Dataset entries

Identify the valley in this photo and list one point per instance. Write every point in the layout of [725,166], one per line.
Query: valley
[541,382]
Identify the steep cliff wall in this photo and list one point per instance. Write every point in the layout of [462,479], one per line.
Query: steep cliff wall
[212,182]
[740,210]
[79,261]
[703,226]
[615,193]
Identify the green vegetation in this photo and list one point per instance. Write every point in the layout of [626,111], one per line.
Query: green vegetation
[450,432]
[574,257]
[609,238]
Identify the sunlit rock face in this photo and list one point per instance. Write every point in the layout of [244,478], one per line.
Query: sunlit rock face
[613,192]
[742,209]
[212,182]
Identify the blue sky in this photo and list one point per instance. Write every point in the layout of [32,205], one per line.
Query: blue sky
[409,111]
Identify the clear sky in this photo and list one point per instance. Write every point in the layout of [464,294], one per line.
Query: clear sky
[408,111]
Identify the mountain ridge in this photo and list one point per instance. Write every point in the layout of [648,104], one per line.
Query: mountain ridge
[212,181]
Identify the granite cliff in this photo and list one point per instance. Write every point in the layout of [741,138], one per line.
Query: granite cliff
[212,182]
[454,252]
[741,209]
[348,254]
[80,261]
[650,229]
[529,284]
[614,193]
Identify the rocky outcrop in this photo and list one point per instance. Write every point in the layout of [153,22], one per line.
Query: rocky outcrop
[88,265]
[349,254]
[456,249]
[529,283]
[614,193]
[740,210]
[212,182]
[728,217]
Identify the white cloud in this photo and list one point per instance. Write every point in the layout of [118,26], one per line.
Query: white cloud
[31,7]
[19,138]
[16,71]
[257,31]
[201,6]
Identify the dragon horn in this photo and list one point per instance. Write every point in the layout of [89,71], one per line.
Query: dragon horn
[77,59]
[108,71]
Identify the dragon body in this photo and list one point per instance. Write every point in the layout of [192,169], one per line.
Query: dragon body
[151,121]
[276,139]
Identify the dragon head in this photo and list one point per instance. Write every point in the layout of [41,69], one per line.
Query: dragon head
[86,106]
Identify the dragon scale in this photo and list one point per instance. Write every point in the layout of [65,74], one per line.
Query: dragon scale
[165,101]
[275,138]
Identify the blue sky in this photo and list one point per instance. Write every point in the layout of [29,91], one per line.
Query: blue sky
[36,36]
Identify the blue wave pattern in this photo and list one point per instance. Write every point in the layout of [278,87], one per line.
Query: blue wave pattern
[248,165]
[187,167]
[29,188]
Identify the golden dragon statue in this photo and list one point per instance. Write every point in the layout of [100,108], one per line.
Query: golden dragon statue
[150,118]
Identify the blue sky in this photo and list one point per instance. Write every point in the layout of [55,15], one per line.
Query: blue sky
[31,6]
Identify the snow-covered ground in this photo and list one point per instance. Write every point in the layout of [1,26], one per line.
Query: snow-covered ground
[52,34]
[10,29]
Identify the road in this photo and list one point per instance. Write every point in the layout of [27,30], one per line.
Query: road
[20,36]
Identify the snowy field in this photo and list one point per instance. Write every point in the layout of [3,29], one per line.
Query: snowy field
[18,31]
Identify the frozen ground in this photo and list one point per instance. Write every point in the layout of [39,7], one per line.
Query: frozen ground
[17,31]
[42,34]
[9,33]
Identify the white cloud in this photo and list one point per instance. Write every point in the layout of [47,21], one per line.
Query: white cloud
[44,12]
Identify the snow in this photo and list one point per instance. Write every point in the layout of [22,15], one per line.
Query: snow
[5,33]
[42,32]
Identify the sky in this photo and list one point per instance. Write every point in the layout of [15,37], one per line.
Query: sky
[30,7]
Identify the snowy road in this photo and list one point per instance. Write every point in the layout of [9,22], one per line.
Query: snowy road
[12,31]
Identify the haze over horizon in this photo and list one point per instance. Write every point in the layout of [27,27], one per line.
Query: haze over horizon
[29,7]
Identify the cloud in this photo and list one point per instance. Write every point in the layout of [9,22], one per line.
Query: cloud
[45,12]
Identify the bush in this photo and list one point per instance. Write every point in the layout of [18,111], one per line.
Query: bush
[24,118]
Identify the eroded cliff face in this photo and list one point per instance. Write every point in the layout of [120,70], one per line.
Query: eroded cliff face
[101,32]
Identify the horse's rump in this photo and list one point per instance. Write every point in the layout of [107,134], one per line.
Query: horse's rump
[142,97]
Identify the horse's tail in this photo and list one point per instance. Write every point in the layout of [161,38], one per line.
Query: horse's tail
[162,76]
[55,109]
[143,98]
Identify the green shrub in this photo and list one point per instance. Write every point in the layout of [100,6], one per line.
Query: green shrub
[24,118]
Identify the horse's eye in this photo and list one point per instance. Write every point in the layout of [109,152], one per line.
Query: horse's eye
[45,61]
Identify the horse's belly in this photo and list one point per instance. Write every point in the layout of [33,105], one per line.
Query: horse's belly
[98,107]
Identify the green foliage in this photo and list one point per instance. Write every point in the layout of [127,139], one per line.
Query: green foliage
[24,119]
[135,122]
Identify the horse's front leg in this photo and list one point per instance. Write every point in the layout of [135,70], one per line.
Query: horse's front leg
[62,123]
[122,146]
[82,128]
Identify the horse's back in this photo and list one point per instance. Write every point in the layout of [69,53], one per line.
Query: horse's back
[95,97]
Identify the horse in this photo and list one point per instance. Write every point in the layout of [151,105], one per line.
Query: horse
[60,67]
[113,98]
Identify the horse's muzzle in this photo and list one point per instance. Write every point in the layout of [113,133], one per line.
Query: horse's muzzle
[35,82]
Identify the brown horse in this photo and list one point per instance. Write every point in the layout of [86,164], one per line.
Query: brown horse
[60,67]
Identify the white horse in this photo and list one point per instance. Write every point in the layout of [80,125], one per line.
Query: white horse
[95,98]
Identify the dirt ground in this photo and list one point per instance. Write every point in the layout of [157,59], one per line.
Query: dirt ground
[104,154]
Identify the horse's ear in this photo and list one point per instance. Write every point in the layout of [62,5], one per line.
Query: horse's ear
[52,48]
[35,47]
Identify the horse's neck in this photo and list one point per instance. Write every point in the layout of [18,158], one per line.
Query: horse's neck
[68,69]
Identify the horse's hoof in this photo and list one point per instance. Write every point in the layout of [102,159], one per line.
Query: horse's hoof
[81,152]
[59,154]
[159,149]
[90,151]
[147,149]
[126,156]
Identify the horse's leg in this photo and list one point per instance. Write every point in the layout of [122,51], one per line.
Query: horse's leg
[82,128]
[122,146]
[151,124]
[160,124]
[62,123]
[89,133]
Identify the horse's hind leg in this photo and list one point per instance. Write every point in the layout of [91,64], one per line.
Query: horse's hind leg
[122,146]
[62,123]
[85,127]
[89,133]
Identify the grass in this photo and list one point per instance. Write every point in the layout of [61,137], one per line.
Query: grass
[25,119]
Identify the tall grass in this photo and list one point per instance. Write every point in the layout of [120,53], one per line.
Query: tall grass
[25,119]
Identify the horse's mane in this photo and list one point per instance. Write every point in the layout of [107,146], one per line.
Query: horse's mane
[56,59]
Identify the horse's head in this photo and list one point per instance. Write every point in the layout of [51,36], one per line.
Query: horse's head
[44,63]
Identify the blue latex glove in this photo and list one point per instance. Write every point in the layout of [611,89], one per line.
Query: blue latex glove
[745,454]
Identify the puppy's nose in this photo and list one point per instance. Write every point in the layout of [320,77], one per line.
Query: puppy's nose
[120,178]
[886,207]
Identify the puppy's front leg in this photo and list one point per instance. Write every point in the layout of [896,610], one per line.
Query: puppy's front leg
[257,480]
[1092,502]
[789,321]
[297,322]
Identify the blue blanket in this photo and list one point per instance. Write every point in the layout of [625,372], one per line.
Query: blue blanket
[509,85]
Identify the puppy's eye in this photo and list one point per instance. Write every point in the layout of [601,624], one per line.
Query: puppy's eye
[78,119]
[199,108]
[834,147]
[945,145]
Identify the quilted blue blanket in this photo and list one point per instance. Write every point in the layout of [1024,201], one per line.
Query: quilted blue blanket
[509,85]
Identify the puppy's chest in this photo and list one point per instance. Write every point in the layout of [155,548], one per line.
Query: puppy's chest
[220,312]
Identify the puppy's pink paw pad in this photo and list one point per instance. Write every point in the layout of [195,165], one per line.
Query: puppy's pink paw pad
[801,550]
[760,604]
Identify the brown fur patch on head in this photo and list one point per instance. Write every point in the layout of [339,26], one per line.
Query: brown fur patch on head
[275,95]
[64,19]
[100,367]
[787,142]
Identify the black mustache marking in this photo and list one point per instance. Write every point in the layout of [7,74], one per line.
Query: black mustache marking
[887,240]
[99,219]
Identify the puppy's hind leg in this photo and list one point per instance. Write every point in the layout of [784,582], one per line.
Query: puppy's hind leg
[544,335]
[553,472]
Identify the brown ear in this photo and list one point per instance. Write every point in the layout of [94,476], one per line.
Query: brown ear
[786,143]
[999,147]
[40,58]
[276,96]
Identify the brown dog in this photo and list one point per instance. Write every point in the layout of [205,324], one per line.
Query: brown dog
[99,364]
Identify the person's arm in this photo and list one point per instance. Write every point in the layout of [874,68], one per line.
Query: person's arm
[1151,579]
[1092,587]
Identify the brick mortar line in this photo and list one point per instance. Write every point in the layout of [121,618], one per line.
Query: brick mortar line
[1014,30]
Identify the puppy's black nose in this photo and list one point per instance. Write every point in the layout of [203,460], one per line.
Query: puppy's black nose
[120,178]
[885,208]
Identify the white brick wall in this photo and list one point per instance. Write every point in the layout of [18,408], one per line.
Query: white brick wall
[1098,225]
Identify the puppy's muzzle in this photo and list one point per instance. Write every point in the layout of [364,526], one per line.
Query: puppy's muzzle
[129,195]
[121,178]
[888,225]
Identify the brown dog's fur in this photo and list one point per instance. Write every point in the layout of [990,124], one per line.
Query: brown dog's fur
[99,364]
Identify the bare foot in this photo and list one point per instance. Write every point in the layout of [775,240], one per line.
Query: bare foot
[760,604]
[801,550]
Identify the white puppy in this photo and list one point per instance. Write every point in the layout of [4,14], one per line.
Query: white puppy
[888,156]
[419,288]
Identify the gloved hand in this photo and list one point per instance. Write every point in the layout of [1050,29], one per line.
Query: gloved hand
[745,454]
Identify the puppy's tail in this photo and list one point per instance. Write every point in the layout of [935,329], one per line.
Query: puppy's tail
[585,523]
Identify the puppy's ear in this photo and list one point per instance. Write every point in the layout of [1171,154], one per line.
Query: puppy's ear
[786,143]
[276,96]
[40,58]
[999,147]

The exercise
Print from the line containing "Identify the bare" to the last line above, exactly as written.

Answer to this exercise
Identify the bare foot in this photo and list one point per instance. Write every point in the layout of [775,240], one per line.
Query: bare foot
[760,604]
[801,550]
Identify the white puppy in this photo and list one point per instance. Write every point in the layout of [4,14], one per line.
Query: white puppy
[888,156]
[419,288]
Identify the gloved hand in this photo and list one point per instance. Write every point in the layout of [1050,29], one per line.
Query: gloved hand
[745,454]
Identify the puppy's tail in this photo and list one point per instance. Write every point in the layout of [935,329], one per line.
Query: puppy's tail
[585,523]
Identify the puppy's ear in this photo and list one point per instance. Write every point in the layout of [1171,154], one per line.
Query: puppy's ear
[786,143]
[276,96]
[40,58]
[999,147]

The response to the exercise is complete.